*Required task:* Pull every text line from the records below and reproduce each one verbatim. Leave the pictures out of your answer.

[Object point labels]
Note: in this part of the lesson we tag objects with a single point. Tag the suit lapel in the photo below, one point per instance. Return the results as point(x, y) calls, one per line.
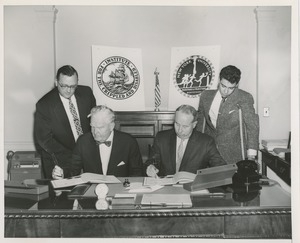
point(113, 159)
point(62, 117)
point(188, 151)
point(80, 105)
point(207, 105)
point(173, 150)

*Exercise output:*
Note: in this part of the lesson we tag objects with a single point. Tag the suit lapel in the photo below, one point per instance. Return the results as point(x, y) calls, one per line.
point(113, 159)
point(62, 117)
point(188, 151)
point(80, 105)
point(207, 105)
point(173, 150)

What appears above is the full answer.